• **Extrait**:
-=-=-

MQA met la clé (de sol) sous la porte

Anthony Nelzin-Santos |

Le codec MQA devait révolutionner la compression de fichiers musicaux « sans pertes », l’entreprise MQA Ltd passe finalement par pertes et profits. Après le retrait de son principal investisseur, elle s’est placée sous « administration » (via), l’équivalent britannique d’une procédure de sauvegarde. Une petite victoire pour les audiophiles partisans d’une certaine raison face aux promesses semblant trop belles pour être vraies.

La lecture de fichiers MQA dans Audirvana. Image MQA.

Créée par scission d’une branche de Meridian Audio, MQA promettait d’établir une nouvelle chaine de (re)production, en s’attachant particulièrement à la traçabilité des enregistrements. Pour assurer une « qualité master authentifiée », l’entreprise voulait établir un système de certification des enregistrements, contrôlé numériquement depuis le studio jusqu’aux enceintes.

Un témoin bleu devait attester la validité de la signature d’un fichier MQA Studio et garantir la parfaite reproduction de la musique. Mais en 2014, l’industrie se demandait encore comment diffuser en streaming des fichiers de « qualité studio ». MQA Ltd assurait apporter la solution avec son codec MQA, censé être capable de « plier » un fichier 24/192 dans un « origami musical » prenant moins de place qu’un fichier 16/44 avec une approche « perceptiblement sans perte ».

Voilà qui aurait été révolutionnaire… si cela avait été vrai. Les fondements de la technologie n’étaient pas insensés : les données des fréquences supérieures à 20 kHz étaient enfouies dans le bruit des fréquences inférieures, sous le seuil de l’audition, jusqu’à produire un fichier 16/44. Il était évident que ce processus était destructif, sans quoi MQA aurait réussi à dépasser le théorème de Nyquist-Shannon, mais sans documentation ni encodeur publics, il était bien difficile de mesurer l’ampleur des pertes.

Après plusieurs années de recherches indépendantes, il est devenu clair que ce processus de « pliage » réduisait fortement la gamme dynamique des morceaux, introduisait des scories parfois audibles, et augmentait le niveau de distorsion harmonique. Or dans le même temps, MQA Ltd a complètement abandonné sa démarche qualitative et réencodé massivement les catalogues des principales maisons de disque sans jamais revenir au master.

-=-=-

Selon l'extrait sur le codec MQA, sous quel régime l'entreprise MQA Ltd s'est-elle placée après le retrait de son principal investisseur ?

-=-=-

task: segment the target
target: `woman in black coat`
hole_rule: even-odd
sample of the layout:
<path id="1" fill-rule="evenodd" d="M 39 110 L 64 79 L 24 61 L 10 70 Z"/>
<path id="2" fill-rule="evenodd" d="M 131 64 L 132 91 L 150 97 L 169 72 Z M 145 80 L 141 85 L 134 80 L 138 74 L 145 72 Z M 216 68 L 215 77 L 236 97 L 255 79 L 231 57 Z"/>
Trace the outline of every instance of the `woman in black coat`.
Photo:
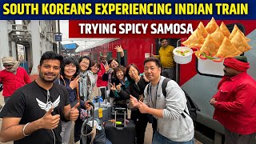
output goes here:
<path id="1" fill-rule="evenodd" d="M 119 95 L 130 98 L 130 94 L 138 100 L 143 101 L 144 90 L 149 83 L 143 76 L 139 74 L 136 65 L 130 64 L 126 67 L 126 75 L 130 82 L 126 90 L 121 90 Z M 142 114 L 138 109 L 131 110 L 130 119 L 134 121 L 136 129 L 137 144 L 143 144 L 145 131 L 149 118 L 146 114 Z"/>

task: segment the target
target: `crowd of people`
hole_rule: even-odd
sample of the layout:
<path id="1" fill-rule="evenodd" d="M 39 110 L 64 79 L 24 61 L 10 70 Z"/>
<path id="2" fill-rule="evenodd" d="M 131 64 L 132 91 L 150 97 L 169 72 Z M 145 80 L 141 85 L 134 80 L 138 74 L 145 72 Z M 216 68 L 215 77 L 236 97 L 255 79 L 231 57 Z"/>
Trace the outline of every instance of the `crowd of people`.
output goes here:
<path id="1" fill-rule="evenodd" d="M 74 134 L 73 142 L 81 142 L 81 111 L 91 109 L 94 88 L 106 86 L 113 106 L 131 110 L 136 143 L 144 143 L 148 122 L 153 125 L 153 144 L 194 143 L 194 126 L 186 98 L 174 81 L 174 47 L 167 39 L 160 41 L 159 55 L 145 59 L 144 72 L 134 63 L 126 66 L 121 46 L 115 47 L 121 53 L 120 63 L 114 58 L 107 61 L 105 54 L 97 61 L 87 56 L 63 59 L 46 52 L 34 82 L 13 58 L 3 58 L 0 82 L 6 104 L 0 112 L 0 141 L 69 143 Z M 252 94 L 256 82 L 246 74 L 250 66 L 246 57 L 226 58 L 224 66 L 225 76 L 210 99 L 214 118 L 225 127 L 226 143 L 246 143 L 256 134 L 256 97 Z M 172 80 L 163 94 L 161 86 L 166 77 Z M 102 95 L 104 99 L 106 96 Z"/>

-=-=-

• **Tâche accomplie**: Elle s'est placée sous « administration », l'équivalent britannique d'une procédure de sauvegarde.